§ **DESCRIPTION OF THE TASK**
Gather each line of the listing below that contains the word "watermark", and copy every such line in full.

##########

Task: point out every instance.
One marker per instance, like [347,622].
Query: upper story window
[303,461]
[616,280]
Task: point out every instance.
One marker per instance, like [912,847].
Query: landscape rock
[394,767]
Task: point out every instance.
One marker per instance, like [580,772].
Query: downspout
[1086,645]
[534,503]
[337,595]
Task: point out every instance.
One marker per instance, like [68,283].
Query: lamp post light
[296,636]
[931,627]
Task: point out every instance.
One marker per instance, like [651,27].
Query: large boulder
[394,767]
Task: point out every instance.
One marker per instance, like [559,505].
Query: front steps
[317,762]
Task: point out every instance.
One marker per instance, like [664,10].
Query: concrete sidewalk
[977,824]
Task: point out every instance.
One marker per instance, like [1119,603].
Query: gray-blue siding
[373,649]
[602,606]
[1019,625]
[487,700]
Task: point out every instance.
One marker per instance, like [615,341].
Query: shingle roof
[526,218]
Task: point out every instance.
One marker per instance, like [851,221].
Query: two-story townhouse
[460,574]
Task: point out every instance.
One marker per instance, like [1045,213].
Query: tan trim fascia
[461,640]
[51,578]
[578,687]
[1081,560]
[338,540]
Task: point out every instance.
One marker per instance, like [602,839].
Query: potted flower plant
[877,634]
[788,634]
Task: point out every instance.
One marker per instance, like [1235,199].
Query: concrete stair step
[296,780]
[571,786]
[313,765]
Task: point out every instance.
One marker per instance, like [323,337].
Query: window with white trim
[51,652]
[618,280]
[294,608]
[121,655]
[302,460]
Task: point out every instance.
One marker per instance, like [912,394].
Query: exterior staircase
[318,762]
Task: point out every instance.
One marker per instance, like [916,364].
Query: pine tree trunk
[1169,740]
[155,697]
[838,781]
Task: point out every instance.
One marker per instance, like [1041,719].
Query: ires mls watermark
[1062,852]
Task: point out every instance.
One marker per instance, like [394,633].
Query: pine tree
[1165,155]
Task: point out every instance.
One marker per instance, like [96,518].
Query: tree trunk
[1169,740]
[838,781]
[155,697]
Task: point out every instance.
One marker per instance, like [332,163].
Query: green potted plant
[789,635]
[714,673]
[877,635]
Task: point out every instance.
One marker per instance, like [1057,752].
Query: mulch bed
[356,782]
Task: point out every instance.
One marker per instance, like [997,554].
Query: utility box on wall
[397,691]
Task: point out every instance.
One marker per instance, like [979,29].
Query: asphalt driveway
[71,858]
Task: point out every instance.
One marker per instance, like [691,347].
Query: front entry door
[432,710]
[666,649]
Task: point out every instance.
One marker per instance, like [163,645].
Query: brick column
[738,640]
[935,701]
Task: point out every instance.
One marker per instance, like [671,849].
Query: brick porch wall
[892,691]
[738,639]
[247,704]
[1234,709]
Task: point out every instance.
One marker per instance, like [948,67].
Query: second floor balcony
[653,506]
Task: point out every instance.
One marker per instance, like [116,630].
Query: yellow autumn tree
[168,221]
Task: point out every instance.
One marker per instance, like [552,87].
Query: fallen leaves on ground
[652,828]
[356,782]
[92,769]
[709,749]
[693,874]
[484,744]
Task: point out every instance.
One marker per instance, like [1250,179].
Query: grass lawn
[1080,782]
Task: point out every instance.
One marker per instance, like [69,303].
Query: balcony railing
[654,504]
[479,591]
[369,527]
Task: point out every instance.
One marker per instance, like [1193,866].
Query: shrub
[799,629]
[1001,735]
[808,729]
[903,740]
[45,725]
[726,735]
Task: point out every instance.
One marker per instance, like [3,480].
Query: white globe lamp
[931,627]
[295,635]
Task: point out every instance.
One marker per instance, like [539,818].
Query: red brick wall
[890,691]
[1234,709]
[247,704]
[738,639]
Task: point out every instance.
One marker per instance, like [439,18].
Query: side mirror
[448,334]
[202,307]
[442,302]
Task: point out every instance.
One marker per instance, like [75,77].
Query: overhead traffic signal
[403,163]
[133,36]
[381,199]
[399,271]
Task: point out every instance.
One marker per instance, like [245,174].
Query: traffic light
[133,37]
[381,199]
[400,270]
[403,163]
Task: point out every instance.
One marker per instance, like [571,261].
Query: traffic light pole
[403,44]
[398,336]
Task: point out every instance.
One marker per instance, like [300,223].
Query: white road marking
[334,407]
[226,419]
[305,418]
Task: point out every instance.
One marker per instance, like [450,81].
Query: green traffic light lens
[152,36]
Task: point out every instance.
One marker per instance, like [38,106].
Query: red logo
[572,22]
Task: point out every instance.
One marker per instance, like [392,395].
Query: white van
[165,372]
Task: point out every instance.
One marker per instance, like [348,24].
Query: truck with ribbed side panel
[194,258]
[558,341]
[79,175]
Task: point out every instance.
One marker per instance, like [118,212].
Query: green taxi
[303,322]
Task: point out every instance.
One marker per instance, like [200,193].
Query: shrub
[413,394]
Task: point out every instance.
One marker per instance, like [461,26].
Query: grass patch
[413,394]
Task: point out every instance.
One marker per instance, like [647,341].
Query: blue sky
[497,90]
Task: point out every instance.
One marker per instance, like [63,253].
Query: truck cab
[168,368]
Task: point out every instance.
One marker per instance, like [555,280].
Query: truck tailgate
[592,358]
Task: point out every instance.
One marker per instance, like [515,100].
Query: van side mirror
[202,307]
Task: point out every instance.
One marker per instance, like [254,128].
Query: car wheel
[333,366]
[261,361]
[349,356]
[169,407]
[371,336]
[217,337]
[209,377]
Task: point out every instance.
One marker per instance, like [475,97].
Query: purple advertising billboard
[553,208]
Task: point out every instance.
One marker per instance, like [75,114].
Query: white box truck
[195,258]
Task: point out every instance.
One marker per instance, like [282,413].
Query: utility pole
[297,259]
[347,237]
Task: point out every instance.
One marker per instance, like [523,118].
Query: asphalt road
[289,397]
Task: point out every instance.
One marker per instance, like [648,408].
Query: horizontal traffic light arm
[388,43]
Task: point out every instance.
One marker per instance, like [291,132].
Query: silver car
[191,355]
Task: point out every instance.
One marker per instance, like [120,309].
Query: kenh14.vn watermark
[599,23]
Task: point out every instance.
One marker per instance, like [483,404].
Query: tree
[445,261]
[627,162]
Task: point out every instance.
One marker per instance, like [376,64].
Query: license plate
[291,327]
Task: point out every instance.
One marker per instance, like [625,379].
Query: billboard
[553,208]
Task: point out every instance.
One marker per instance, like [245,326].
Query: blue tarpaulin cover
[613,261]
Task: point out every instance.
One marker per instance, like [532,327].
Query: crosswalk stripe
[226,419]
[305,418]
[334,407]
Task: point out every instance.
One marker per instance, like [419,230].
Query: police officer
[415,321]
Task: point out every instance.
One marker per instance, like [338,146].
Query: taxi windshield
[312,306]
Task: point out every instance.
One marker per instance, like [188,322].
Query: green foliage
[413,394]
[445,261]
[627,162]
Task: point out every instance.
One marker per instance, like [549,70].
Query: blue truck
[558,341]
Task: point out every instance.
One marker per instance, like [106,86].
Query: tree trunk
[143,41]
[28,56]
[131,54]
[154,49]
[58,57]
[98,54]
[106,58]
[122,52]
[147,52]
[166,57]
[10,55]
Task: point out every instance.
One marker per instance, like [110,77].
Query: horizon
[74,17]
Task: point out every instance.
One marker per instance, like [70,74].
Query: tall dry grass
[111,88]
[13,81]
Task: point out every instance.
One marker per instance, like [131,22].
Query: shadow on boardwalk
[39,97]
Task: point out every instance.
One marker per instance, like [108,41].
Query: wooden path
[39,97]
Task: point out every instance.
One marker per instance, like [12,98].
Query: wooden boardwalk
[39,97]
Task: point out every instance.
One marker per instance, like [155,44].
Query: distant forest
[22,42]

##########

§ **RESULT OF THIS EXERCISE**
Query: ires mls watermark
Query: kenh14.vn watermark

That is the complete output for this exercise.